GIVEN INSTRUCTION
Your task is to retype each line of the data below exactly.

EXTRACTED ENTRIES

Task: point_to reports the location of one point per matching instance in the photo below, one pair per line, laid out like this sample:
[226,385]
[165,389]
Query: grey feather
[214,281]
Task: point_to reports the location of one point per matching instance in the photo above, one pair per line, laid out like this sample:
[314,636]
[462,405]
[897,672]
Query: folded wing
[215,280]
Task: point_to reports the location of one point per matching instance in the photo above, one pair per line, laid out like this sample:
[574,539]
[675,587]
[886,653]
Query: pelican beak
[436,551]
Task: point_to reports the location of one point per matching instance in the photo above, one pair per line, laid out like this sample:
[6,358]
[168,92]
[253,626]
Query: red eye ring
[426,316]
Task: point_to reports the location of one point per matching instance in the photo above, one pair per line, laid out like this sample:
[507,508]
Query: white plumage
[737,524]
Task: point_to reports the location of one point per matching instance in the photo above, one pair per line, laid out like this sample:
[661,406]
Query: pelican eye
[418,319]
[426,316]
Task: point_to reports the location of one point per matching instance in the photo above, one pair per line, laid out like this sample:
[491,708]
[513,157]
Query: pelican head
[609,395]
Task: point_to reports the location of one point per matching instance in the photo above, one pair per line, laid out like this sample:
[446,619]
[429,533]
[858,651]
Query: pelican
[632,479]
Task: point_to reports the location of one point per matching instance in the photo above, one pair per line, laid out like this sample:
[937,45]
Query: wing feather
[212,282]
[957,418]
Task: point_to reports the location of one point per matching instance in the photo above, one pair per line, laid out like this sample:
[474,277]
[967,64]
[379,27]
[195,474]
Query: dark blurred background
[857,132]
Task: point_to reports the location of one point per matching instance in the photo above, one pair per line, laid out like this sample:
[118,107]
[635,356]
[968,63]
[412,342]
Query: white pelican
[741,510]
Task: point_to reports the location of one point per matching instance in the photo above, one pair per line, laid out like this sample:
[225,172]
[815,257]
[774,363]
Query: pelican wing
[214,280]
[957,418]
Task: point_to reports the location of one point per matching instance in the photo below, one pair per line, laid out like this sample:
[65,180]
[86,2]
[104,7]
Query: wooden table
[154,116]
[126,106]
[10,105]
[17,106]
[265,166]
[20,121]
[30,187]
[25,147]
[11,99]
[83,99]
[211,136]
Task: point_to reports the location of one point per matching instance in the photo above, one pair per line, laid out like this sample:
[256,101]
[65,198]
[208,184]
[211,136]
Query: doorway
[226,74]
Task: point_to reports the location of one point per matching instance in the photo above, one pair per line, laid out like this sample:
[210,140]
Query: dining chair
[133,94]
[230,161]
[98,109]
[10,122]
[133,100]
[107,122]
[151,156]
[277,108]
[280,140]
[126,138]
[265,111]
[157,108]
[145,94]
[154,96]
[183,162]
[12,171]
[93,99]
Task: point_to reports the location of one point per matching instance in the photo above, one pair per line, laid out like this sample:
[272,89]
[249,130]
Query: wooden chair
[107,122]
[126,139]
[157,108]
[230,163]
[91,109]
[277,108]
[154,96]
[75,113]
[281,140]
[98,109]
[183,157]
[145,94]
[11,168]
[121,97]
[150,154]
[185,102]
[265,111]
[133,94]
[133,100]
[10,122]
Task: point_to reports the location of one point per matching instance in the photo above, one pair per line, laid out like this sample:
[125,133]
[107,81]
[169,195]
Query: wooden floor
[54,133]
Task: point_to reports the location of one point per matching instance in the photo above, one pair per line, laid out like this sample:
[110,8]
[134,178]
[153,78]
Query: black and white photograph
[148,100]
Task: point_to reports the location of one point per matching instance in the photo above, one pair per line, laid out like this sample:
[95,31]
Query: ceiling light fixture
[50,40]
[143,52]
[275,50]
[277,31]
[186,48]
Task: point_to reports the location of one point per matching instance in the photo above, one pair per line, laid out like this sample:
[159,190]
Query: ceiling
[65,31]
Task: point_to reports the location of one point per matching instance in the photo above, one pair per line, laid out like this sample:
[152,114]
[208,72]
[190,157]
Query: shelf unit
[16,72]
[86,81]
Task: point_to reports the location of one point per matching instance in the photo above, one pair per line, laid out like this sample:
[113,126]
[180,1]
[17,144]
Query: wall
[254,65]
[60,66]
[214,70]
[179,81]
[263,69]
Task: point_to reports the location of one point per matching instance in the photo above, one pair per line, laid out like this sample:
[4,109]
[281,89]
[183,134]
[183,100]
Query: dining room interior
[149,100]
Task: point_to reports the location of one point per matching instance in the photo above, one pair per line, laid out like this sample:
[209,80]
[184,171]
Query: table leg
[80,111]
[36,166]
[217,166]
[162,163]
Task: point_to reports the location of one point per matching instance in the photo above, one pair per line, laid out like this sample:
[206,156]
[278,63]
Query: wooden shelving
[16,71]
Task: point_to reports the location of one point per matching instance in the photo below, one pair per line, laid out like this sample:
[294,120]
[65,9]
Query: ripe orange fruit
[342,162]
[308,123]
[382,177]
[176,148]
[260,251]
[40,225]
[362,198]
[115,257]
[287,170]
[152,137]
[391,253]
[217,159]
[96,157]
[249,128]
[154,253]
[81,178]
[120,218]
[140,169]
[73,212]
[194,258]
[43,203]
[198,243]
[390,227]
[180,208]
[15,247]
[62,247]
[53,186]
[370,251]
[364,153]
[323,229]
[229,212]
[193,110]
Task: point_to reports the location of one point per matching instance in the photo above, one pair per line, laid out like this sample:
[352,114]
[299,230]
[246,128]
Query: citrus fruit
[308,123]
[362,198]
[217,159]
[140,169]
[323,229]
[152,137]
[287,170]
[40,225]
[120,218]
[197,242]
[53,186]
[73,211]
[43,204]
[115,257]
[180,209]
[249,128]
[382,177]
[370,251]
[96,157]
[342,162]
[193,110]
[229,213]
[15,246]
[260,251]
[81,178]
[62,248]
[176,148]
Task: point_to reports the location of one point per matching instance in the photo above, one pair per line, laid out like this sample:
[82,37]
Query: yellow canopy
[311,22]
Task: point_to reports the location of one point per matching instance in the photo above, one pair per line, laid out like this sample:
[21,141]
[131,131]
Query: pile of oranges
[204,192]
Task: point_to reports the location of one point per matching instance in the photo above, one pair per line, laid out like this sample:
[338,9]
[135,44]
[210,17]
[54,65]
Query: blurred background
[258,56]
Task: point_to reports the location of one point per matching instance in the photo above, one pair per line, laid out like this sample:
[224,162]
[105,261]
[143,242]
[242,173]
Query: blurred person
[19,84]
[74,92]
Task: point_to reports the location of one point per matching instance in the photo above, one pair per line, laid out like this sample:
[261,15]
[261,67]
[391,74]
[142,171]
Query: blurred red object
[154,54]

SOLUTION BELOW
Task: point_to reports the location of one point per matching instance in the photo below, one pair per line, laid out like this sample:
[226,385]
[165,389]
Query: grey feather
[214,281]
Task: point_to reports the location of one point per matching instance in the photo above, one pair per line, laid out like this sample:
[314,636]
[462,405]
[897,672]
Query: folded wing
[215,280]
Task: point_to reports the location of one point per matching instance in the photo above, one pair per line, laid out like this sample:
[574,539]
[675,587]
[886,653]
Query: pelican beak
[436,551]
Task: point_to reports the location of one point per matching instance in the photo above, one pair per line, laid out like this sample:
[6,358]
[168,92]
[253,626]
Query: red eye ring
[426,316]
Task: point_to reports the location of one point per matching instance in the photo above, one pair per line, laid out like this sample:
[507,508]
Query: white plumage
[737,524]
Task: point_to reports the location of one point per matching instance in the photo above, one pair per line, laid out like this sample:
[661,406]
Query: pelican eye
[418,319]
[426,316]
Task: point_to reports the location of one point per matching instance in the photo above, one pair per line, laid out like this sample:
[491,708]
[513,157]
Query: pelican head
[609,395]
Task: point_to reports the location of one point per matching instance in the photo above, one pair per line, laid out like this sample:
[446,619]
[429,533]
[858,651]
Query: pelican
[632,479]
Task: point_to reports the location of one point per matching instance in the photo above, one pair per line, laid out like this sample:
[937,45]
Query: wing feather
[212,282]
[957,418]
Task: point_to reports the location of one point per matching instance in the photo above, one pair per line, laid out like this sample:
[474,277]
[967,64]
[379,27]
[195,474]
Query: dark blurred background
[857,132]
Task: point_to reports the location of one point per matching instance in the photo above, one pair per line, laid out like this sample:
[118,107]
[635,356]
[968,63]
[412,342]
Query: white pelican
[741,510]
Task: point_to reports the location of one point per matching instance in the photo above, one pair per line, laid out like this sample:
[225,172]
[815,257]
[774,363]
Query: pelican wing
[214,280]
[957,418]
Task: point_to reports the location of one point per matching instance in the photo below, one pair per line, laid out like this sample:
[65,180]
[86,2]
[104,7]
Query: wooden table
[154,116]
[126,106]
[10,105]
[17,106]
[265,166]
[20,121]
[30,187]
[25,147]
[11,99]
[83,99]
[211,136]
Task: point_to reports the location of one point per matching instance in the photo above, one pair per line, laid out like this sample:
[256,101]
[65,198]
[208,184]
[211,136]
Query: doorway
[226,74]
Task: point_to reports the location of one point per matching instance in the photo above, one pair per line, laid out like this sample:
[210,140]
Query: dining chair
[133,94]
[230,161]
[98,109]
[10,122]
[133,100]
[107,122]
[151,156]
[277,108]
[280,140]
[126,138]
[265,111]
[157,108]
[145,94]
[154,96]
[183,162]
[12,171]
[93,99]
Task: point_to reports the location of one point per matching instance in the photo above, one pair per line, laid out like this sample:
[272,89]
[249,130]
Query: wooden chair
[107,122]
[126,139]
[157,108]
[230,163]
[91,109]
[277,108]
[154,96]
[75,113]
[281,140]
[98,109]
[183,157]
[145,94]
[11,168]
[121,97]
[150,154]
[185,102]
[265,111]
[133,94]
[133,100]
[10,122]
Task: point_to reports the location of one point per matching instance in the photo above, one pair per line, laid out like this sample:
[125,133]
[107,81]
[169,195]
Query: wooden floor
[54,133]
Task: point_to reports the location of one point per matching instance in the photo above, one pair per line, laid out like this sample:
[110,8]
[134,178]
[153,78]
Query: black and white photograph
[148,100]
Task: point_to reports the location of one point per matching instance in the photo above, one pair per line, laid out like this sample:
[95,31]
Query: ceiling light fixture
[50,40]
[143,52]
[275,50]
[277,31]
[186,48]
Task: point_to reports the location of one point per matching instance in the photo above, one pair per line, laid out like this sample:
[159,190]
Query: ceiling
[65,31]
Task: point_to reports the location of one point per matching instance in the photo above, one pair per line, laid out like this sample:
[152,114]
[208,72]
[190,157]
Query: shelf unit
[16,72]
[86,81]
Task: point_to reports the location of one point per matching instance in the photo above, one pair per line, laid out like this sample:
[113,126]
[180,1]
[17,144]
Query: wall
[254,65]
[60,66]
[214,70]
[179,81]
[263,69]
Task: point_to reports the location of one point per matching instance in the photo above, one pair per line, laid out like this sample:
[4,109]
[281,89]
[183,134]
[183,100]
Query: dining room interior
[149,100]
Task: point_to reports the location of one point per matching instance in the photo above, one pair per line, laid out like this sample:
[209,80]
[184,171]
Query: table leg
[80,111]
[36,166]
[217,166]
[162,163]
Task: point_to reports the location of one point per matching instance in the photo above, one pair per line, laid out like this sample:
[206,156]
[278,63]
Query: wooden shelving
[16,71]
Task: point_to reports the location of one point per matching instance in the photo below, one pair per line, laid out like this sample:
[294,120]
[65,9]
Query: ripe orange fruit
[342,162]
[308,123]
[382,177]
[176,148]
[260,251]
[40,225]
[362,198]
[115,257]
[287,170]
[152,137]
[391,253]
[217,159]
[96,157]
[249,128]
[154,253]
[81,178]
[120,218]
[140,169]
[73,212]
[194,258]
[43,203]
[198,243]
[390,227]
[180,208]
[15,247]
[62,247]
[53,186]
[370,251]
[364,153]
[323,229]
[229,212]
[193,110]
Task: point_to reports the location of one point per matching instance in the photo above, one pair per line, laid out like this sample:
[352,114]
[299,230]
[246,128]
Query: citrus fruit
[308,123]
[362,198]
[217,159]
[140,169]
[323,229]
[152,137]
[287,170]
[40,225]
[120,218]
[197,242]
[53,186]
[73,211]
[43,204]
[115,257]
[180,209]
[249,128]
[382,177]
[370,251]
[96,157]
[342,162]
[193,110]
[229,213]
[15,246]
[260,251]
[81,178]
[62,248]
[176,148]
Task: point_to reports the location of one point per matching instance in the photo above, one pair per line, laid out like this sample:
[82,37]
Query: yellow canopy
[311,22]
Task: point_to reports the location of one point per matching instance in the photo above, one pair per line, laid out like this sample:
[21,141]
[131,131]
Query: pile of oranges
[204,192]
Task: point_to reports the location of one point per matching instance in the photo above, one pair per line, laid out like this sample:
[338,9]
[135,44]
[210,17]
[54,65]
Query: blurred background
[258,56]
Task: point_to reports the location of one point per matching instance in the photo above, one pair per line, laid out like this sample:
[224,162]
[105,261]
[143,242]
[242,173]
Query: blurred person
[19,84]
[74,92]
Task: point_to reports the location of one point per matching instance in the photo above, one pair per line, laid out like this sample:
[261,15]
[261,67]
[391,74]
[142,171]
Query: blurred red object
[154,54]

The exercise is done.